BEGIN Extracted text

A little over a year ago, Caltech's Lihong Wang developed the world's fastest camera, a device capable of taking 10 trillion pictures per second. It is so fast that it can even capture light traveling in slow motion.
But sometimes just being quick is not enough. Indeed, not even the fastest camera can take pictures of things it cannot see. To that end, Wang, Bren Professor of Medical Engineering and Electrical Engineering, has developed a new camera that can take up to 1 trillion pictures per second of transparent objects. A paper about the camera appears in the January 17 issue of the journal Science Advances.
The camera technology, which Wang calls phase-sensitive compressed ultrafast photography (pCUP), can take video not just of transparent objects but also of more ephemeral things like shockwaves and possibly even of the signals that travel through neurons.
Wang explains that his new imaging system combines the high-speed photography system he previously developed with an old technology, phase-contrast microscopy, that was designed to allow better imaging of objects that are mostly transparent such as cells, which are mostly water.
Phase-contrast microscopy, invented nearly 100 years ago by Dutch physicist Frits Zernike, works by taking advantage of the way that light waves slow down and speed up as they enter different materials. For example, if a beam of light passes through a piece of glass, it will slow down as it enters the glass and then speed up again as it exits. Those changes in speed alter the timing of the waves. With the use of some optical tricks it is possible to distinguish light that passed through the glass from light that did not, and the glass, though transparent, becomes much easier to see.
"What we've done is to adapt standard phase-contrast microscopy so that it provides very fast imaging, which allows us to image ultrafast phenomena in transparent materials," Wang says.
The fast-imaging portion of the system consists of something Wang calls lossless encoding compressed ultrafast technology (LLE-CUP). Unlike most other ultrafast video-imaging technologies that take a series of images in succession while repeating the events, the LLE-CUP system takes a single shot, capturing all the motion that occurs during the time that shot takes to complete. Since it is much quicker to take a single shot than multiple shots, LLE-CUP is capable of capturing motion, such as the movement of light itself, that is far too fast to be imaged by more typical camera technology.
In the new paper, Wang and his fellow researchers demonstrate the capabilities of pCUP by imaging the spread of a shockwave through water and of a laser pulse traveling through a piece of crystalline material.
Wang says the technology, though still early in its development, may ultimately have uses in many fields, including physics, biology, or chemistry.
"As signals travel through neurons, there is a minute dilation of nerve fibers that we hope to see. If we have a network of neurons, maybe we can see their communication in real time," Wang says. In addition, he says, because temperature is known to change phase contrast, the system "may be able to image how a flame front spreads in a combustion chamber."

END Extracted text
BEGIN Data

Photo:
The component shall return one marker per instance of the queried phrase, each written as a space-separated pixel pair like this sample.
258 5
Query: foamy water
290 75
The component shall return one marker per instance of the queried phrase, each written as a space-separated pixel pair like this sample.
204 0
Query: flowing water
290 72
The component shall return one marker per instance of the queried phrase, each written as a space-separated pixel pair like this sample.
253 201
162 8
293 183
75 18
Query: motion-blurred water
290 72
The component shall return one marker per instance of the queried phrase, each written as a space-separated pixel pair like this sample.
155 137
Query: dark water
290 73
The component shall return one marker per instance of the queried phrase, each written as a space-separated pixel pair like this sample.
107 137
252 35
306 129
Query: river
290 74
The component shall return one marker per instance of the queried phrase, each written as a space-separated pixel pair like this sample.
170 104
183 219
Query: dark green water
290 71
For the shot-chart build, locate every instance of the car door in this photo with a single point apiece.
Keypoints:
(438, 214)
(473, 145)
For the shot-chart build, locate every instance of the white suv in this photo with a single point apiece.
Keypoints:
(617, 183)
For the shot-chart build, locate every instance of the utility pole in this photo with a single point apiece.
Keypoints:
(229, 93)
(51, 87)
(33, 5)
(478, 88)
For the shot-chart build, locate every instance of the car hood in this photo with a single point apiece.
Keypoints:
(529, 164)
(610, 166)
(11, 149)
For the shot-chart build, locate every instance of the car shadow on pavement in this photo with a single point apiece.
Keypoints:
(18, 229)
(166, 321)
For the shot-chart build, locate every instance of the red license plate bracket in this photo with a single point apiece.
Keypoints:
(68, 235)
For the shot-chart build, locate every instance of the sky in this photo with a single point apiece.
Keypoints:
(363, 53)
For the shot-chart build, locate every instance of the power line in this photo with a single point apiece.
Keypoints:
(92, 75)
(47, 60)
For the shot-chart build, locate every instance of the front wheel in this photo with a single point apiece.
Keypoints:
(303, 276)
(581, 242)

END Data

* **Exercise instructions**
Answer these questions from the article about the pCUP camera.
(a) At most, how many pictures per second can the new camera take of transparent objects?
(b) Who invented phase-contrast microscopy?
(c) Which two phenomena did the researchers image in the new paper to demonstrate pCUP?

* **Exercise response**
(a) Up to 1 trillion pictures per second.
(b) The Dutch physicist Frits Zernike.
(c) The spread of a shockwave through water and a laser pulse traveling through a piece of crystalline material.